= SELECTION =
Wednesday 31 January 2007

Is it Time to try Timing the market?

Although my preferred strategy is a "high-growth/high-risk, buy-and-hold, stick to your asset allocation" one, there comes a time when the market starts to look a bit too high to any dispationate observer. The pundits are still saying that the Australian stock market isn't cheap but isn't too expensive either, based on historic p/e ratios and company profitability outlook. Then again, they're saying that after three consecutive years of total returns of 20%+ the best they expect this year is around 10%, so the upside seems limited, while the downside risk has obviously increased from what it was four years ago. Looking at the chart for the All Ordinaries Accumulation Index since 1980 the current market rise looks a lot like 1987 - and we all know how that ended up!

= DATA SUPPLIED =
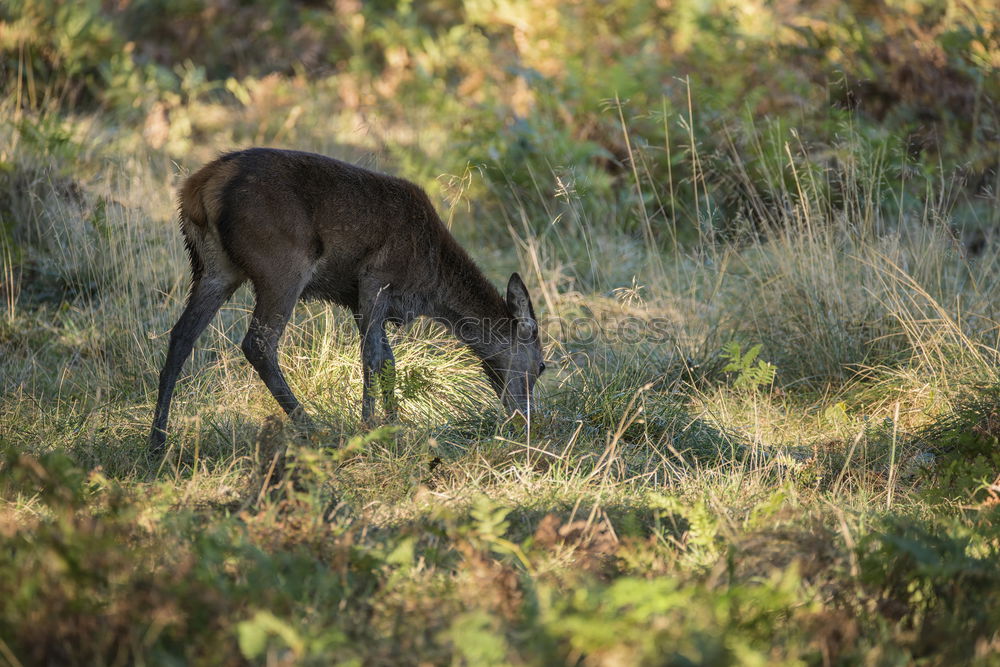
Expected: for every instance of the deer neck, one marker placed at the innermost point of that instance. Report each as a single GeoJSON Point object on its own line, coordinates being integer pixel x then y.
{"type": "Point", "coordinates": [469, 305]}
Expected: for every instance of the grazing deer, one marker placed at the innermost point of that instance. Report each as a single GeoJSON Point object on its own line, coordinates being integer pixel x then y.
{"type": "Point", "coordinates": [299, 225]}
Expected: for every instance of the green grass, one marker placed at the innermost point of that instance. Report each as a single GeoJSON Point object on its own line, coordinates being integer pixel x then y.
{"type": "Point", "coordinates": [769, 434]}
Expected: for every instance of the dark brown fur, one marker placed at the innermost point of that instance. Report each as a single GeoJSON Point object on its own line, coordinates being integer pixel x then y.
{"type": "Point", "coordinates": [299, 225]}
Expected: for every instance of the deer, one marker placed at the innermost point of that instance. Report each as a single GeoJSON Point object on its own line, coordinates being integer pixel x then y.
{"type": "Point", "coordinates": [298, 225]}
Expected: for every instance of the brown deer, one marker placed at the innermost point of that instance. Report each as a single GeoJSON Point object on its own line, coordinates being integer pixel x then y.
{"type": "Point", "coordinates": [299, 225]}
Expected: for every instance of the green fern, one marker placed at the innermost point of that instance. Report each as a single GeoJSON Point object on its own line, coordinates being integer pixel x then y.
{"type": "Point", "coordinates": [749, 375]}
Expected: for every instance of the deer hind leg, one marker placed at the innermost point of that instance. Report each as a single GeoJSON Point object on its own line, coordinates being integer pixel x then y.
{"type": "Point", "coordinates": [270, 316]}
{"type": "Point", "coordinates": [208, 293]}
{"type": "Point", "coordinates": [378, 366]}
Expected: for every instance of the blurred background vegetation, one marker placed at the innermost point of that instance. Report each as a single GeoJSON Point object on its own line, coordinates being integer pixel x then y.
{"type": "Point", "coordinates": [539, 95]}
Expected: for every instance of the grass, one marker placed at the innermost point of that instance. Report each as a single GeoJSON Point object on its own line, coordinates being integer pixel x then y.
{"type": "Point", "coordinates": [769, 433]}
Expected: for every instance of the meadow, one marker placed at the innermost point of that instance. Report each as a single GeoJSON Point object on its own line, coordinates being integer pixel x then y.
{"type": "Point", "coordinates": [763, 241]}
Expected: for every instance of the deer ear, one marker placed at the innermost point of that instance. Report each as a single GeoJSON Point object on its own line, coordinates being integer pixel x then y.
{"type": "Point", "coordinates": [519, 303]}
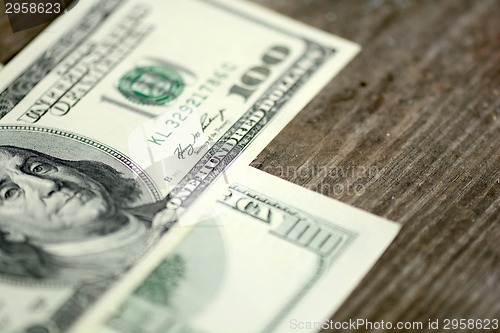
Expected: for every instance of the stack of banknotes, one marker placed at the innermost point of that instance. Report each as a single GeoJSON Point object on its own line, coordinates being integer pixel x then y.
{"type": "Point", "coordinates": [127, 204]}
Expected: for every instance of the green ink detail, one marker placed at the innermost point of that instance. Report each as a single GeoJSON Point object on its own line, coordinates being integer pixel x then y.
{"type": "Point", "coordinates": [151, 85]}
{"type": "Point", "coordinates": [160, 285]}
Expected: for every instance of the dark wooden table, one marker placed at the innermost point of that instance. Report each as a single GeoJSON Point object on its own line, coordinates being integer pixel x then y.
{"type": "Point", "coordinates": [408, 131]}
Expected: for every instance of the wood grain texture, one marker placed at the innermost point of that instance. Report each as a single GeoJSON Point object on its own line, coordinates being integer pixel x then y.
{"type": "Point", "coordinates": [408, 131]}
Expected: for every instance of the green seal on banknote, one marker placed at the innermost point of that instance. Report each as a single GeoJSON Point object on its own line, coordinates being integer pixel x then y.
{"type": "Point", "coordinates": [151, 85]}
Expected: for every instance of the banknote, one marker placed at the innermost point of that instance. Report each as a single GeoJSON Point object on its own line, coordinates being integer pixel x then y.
{"type": "Point", "coordinates": [274, 257]}
{"type": "Point", "coordinates": [124, 120]}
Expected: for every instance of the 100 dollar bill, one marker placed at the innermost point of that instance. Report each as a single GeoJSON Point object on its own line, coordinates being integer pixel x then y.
{"type": "Point", "coordinates": [120, 122]}
{"type": "Point", "coordinates": [273, 257]}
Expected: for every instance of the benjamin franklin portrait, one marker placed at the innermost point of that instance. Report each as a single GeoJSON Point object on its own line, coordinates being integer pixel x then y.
{"type": "Point", "coordinates": [70, 220]}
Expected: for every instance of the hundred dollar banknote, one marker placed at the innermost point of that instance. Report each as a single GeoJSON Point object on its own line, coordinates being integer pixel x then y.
{"type": "Point", "coordinates": [124, 120]}
{"type": "Point", "coordinates": [274, 257]}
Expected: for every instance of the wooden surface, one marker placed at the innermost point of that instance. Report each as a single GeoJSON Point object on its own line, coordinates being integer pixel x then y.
{"type": "Point", "coordinates": [408, 131]}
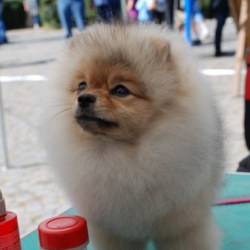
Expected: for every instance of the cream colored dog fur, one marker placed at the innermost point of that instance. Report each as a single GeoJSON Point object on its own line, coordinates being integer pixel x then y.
{"type": "Point", "coordinates": [142, 160]}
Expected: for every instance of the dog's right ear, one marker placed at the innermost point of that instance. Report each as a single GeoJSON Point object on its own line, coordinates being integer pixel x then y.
{"type": "Point", "coordinates": [162, 47]}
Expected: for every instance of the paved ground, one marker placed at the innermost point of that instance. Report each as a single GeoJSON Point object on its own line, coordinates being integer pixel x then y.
{"type": "Point", "coordinates": [28, 186]}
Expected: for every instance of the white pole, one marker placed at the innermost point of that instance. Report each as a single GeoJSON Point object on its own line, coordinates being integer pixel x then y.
{"type": "Point", "coordinates": [3, 135]}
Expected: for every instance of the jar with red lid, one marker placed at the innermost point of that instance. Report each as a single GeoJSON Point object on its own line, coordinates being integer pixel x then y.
{"type": "Point", "coordinates": [68, 232]}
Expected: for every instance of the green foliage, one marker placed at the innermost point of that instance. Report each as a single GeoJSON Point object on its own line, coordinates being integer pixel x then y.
{"type": "Point", "coordinates": [14, 15]}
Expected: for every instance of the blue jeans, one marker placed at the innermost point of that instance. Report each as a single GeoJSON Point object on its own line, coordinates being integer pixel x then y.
{"type": "Point", "coordinates": [3, 38]}
{"type": "Point", "coordinates": [67, 9]}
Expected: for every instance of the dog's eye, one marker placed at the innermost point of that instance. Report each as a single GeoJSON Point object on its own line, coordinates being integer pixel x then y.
{"type": "Point", "coordinates": [120, 91]}
{"type": "Point", "coordinates": [82, 86]}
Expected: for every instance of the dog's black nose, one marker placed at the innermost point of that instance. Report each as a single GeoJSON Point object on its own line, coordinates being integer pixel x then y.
{"type": "Point", "coordinates": [85, 100]}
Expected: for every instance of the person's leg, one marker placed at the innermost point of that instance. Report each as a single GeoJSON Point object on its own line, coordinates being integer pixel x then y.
{"type": "Point", "coordinates": [218, 33]}
{"type": "Point", "coordinates": [102, 12]}
{"type": "Point", "coordinates": [3, 38]}
{"type": "Point", "coordinates": [78, 11]}
{"type": "Point", "coordinates": [188, 19]}
{"type": "Point", "coordinates": [63, 7]}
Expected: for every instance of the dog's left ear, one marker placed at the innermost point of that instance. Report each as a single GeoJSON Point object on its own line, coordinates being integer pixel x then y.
{"type": "Point", "coordinates": [162, 48]}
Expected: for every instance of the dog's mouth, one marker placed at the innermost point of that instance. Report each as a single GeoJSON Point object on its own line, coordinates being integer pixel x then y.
{"type": "Point", "coordinates": [91, 123]}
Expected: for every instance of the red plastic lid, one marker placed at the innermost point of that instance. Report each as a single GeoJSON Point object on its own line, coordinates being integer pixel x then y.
{"type": "Point", "coordinates": [63, 232]}
{"type": "Point", "coordinates": [8, 223]}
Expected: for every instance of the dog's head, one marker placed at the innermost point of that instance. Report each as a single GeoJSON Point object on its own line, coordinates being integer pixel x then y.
{"type": "Point", "coordinates": [120, 78]}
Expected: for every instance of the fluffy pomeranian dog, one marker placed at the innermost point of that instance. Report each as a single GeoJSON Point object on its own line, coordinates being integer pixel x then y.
{"type": "Point", "coordinates": [135, 138]}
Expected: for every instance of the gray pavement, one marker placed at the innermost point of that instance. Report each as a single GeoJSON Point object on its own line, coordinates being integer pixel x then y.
{"type": "Point", "coordinates": [25, 62]}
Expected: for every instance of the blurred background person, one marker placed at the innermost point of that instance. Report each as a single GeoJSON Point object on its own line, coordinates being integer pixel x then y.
{"type": "Point", "coordinates": [195, 26]}
{"type": "Point", "coordinates": [131, 10]}
{"type": "Point", "coordinates": [32, 6]}
{"type": "Point", "coordinates": [3, 38]}
{"type": "Point", "coordinates": [68, 9]}
{"type": "Point", "coordinates": [169, 12]}
{"type": "Point", "coordinates": [157, 8]}
{"type": "Point", "coordinates": [108, 9]}
{"type": "Point", "coordinates": [144, 14]}
{"type": "Point", "coordinates": [220, 10]}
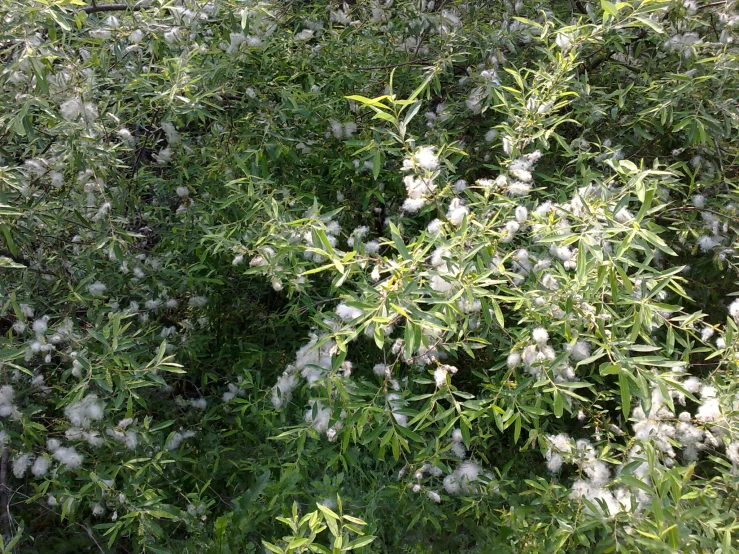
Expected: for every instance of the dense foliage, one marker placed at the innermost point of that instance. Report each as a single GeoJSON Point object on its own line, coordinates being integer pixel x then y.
{"type": "Point", "coordinates": [390, 276]}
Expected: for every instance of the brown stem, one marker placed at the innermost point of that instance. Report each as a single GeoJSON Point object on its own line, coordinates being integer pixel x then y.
{"type": "Point", "coordinates": [4, 496]}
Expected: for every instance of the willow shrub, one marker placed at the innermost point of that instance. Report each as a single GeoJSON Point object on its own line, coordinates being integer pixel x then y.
{"type": "Point", "coordinates": [433, 278]}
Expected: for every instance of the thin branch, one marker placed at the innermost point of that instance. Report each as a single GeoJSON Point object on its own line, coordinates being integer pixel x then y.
{"type": "Point", "coordinates": [112, 8]}
{"type": "Point", "coordinates": [712, 5]}
{"type": "Point", "coordinates": [412, 62]}
{"type": "Point", "coordinates": [4, 499]}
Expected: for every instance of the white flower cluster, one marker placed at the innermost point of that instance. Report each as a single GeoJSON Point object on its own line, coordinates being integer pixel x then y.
{"type": "Point", "coordinates": [420, 185]}
{"type": "Point", "coordinates": [312, 361]}
{"type": "Point", "coordinates": [593, 488]}
{"type": "Point", "coordinates": [7, 408]}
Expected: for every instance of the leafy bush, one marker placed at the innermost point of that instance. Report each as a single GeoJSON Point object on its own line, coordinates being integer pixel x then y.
{"type": "Point", "coordinates": [469, 266]}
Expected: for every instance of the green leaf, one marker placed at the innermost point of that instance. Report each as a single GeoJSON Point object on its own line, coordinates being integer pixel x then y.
{"type": "Point", "coordinates": [358, 543]}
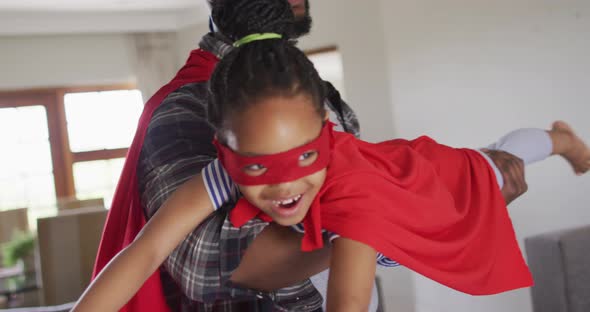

= ACTIONS TO TAKE =
[1] In the market-timing post, set down everything from "Wednesday 31 January" down to "that ended up!".
[2] Answer these questions from the market-timing post:
(a) How many consecutive years of total returns of 20%+ does the post mention?
(b) What is the best return the pundits expect this year?
(c) Which year does the current market rise look like on the index chart?
[3] Write what comes next in the post on timing the market, starting after its last sentence.

= THE ANSWERS =
[1]
Wednesday 31 January 2007

Is it Time to try Timing the market?

Although my preferred strategy is a "high-growth/high-risk, buy-and-hold, stick to your asset allocation" one, there comes a time when the market starts to look a bit too high to any dispationate observer. The pundits are still saying that the Australian stock market isn't cheap but isn't too expensive either, based on historic p/e ratios and company profitability outlook. Then again, they're saying that after three consecutive years of total returns of 20%+ the best they expect this year is around 10%, so the upside seems limited, while the downside risk has obviously increased from what it was four years ago. Looking at the chart for the All Ordinaries Accumulation Index since 1980 the current market rise looks a lot like 1987 - and we all know how that ended up!

[2]
(a) Three
(b) Around 10%
(c) 1987

[3]
Anyhow, the Superannuation (retirement) account for my son was invested with the following asset allocation:

80% Geared Australian Share Fund
20% International Shares Fund

This allocation has performed very well since I opened his account four years ago, with returns of:

FY 04/05 25.3%
FY 05/06 42.0%

I figure that having gotten off to such a good start DS1 can now afford to move to a more conservative, high-growth asset mix (even though at age 6 he has another half century before he reaches retirement age), so today I sent in the paperwork to change his investment mix to:

30% Australian Share Fund
10% Australian Small Co Share Fund
20% International Shares Fund
20% Property Securities Fund
20% Australian Bonds Fund

This is still a high-growth, high-risk allocation (with 60% in stocks) so it should provide a good rate of return over the next 50 years, but at lower volatility than the previous asset mix. If there's ever a significant (30%-50%) correction in the Australian Stock Market I'll think about moving some funds back into the geared Australian Share Fund again. I think this weak form of market timing is called "dynamic allocation" - but it's still just a guess no matter what you call it.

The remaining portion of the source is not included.